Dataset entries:
::::::

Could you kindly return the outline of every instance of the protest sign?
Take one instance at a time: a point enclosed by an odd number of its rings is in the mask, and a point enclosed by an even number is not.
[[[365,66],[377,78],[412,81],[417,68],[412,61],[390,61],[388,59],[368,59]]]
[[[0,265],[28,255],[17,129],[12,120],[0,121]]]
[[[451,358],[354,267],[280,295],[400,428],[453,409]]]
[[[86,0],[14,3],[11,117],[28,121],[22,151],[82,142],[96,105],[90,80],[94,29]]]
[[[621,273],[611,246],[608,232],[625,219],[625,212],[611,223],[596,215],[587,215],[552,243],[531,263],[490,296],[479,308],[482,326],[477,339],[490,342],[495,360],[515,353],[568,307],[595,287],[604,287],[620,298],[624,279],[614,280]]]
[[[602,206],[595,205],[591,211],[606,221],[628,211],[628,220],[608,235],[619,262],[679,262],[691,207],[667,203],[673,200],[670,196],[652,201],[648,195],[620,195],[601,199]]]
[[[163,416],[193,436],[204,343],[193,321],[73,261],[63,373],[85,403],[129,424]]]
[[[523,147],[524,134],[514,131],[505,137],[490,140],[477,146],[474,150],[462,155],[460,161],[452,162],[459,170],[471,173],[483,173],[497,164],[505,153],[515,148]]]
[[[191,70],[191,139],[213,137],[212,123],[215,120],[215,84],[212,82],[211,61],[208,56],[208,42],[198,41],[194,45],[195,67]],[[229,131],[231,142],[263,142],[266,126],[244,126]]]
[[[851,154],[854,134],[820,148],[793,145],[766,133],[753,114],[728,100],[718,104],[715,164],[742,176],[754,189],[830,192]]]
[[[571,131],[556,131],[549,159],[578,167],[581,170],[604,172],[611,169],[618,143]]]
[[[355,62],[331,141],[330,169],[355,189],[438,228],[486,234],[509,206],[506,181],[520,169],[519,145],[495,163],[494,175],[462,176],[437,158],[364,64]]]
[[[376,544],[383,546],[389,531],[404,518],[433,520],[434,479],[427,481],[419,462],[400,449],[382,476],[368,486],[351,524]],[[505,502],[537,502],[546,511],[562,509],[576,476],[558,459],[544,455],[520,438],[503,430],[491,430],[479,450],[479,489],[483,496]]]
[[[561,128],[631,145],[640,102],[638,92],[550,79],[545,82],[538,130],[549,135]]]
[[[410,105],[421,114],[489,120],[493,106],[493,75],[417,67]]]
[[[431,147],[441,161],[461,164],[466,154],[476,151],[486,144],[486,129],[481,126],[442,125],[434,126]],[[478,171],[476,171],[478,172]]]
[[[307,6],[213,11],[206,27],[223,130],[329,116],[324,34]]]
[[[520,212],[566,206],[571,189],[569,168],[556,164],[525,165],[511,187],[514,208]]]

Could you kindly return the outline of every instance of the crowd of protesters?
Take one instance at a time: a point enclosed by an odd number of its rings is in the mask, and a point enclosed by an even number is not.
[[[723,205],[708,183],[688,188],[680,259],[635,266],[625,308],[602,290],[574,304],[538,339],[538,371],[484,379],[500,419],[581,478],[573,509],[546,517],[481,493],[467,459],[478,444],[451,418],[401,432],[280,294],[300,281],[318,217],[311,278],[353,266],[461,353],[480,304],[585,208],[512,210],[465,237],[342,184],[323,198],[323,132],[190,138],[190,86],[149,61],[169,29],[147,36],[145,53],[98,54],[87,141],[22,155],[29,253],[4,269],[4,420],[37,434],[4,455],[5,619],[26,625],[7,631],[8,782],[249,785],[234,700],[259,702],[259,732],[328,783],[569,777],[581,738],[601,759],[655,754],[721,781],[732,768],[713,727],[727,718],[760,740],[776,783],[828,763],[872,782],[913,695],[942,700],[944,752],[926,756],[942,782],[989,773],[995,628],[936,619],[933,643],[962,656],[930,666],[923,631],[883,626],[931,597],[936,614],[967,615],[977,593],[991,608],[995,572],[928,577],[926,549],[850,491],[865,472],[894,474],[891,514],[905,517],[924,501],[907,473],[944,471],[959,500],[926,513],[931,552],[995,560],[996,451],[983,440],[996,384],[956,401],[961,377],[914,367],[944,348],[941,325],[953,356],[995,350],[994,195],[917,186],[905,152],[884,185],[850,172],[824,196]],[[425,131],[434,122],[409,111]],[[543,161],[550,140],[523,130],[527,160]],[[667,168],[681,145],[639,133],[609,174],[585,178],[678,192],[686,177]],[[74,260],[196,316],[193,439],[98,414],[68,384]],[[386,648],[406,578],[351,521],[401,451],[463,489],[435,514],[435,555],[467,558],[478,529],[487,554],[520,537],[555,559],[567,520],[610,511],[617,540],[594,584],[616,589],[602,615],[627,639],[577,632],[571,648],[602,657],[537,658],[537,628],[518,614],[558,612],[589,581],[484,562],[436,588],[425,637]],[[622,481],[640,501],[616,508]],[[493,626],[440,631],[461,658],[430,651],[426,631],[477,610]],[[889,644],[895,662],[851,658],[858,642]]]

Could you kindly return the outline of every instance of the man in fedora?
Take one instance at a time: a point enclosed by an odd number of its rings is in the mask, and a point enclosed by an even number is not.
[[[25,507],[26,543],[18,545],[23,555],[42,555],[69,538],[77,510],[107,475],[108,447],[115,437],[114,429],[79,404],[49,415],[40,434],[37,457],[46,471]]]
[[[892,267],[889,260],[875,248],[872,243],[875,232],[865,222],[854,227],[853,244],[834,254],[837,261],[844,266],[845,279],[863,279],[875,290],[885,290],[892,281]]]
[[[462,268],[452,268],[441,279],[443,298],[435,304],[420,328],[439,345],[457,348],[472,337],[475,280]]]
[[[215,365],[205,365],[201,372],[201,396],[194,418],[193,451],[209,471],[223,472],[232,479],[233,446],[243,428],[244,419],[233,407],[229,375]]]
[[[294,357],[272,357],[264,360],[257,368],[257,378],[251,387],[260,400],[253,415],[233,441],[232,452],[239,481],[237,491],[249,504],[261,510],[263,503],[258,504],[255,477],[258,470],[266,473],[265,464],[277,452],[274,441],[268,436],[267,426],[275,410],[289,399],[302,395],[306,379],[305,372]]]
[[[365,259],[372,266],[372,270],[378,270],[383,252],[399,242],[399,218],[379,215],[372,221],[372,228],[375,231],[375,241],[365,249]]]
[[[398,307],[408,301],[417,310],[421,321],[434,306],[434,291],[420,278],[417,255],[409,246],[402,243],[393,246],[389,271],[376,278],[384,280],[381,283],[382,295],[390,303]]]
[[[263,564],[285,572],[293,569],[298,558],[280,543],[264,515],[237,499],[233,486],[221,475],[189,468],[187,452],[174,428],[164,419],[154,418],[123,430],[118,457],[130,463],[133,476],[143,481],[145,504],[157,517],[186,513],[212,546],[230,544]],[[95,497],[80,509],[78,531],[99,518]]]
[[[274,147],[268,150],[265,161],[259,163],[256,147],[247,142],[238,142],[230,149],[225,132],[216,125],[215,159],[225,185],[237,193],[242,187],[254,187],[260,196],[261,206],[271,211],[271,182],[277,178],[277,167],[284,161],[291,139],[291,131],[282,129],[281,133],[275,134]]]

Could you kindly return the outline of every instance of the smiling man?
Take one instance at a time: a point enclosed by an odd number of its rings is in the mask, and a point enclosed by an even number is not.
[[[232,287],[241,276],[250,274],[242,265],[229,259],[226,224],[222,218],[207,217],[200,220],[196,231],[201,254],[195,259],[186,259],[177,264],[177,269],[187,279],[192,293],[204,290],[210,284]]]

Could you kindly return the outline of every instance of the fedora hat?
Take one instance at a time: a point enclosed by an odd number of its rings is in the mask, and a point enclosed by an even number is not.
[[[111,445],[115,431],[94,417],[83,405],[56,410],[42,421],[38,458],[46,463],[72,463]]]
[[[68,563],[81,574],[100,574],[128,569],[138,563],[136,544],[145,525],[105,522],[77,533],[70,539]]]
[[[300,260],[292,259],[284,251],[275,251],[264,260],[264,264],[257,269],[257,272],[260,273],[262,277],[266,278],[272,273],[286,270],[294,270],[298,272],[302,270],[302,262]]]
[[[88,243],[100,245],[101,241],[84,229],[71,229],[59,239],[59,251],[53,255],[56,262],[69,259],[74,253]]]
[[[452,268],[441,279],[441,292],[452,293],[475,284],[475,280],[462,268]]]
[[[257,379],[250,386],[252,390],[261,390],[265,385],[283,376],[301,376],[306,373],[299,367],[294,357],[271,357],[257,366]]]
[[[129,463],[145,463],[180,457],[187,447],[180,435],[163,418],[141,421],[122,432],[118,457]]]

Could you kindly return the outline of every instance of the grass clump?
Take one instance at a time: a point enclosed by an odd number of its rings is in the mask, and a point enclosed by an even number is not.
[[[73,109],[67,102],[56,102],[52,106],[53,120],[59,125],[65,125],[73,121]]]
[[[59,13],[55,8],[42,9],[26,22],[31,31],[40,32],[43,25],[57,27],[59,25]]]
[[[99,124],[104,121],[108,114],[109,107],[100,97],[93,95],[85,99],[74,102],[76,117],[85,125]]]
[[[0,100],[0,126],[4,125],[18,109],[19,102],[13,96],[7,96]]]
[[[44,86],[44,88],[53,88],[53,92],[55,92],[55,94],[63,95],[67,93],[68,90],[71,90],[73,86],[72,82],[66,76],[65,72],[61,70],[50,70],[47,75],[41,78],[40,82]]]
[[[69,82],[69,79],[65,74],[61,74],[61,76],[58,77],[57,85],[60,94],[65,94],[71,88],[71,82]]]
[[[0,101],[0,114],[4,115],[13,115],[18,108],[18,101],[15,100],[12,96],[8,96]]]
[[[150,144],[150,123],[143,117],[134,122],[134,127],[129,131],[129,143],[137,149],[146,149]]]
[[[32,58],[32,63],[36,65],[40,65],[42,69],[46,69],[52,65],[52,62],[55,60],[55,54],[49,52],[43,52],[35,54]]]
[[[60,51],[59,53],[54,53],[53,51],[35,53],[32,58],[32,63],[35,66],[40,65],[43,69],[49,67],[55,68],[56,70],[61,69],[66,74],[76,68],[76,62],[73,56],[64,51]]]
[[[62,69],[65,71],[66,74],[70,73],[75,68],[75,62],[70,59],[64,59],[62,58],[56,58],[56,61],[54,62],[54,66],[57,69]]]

::::::

**TASK OBJECTIVE**
Extract every line of the records above that contains the word "fedora".

**REPLY**
Could you kindly return the outline of every instance of the man in fedora?
Could you kindly return the outline of every instance of the fedora hat?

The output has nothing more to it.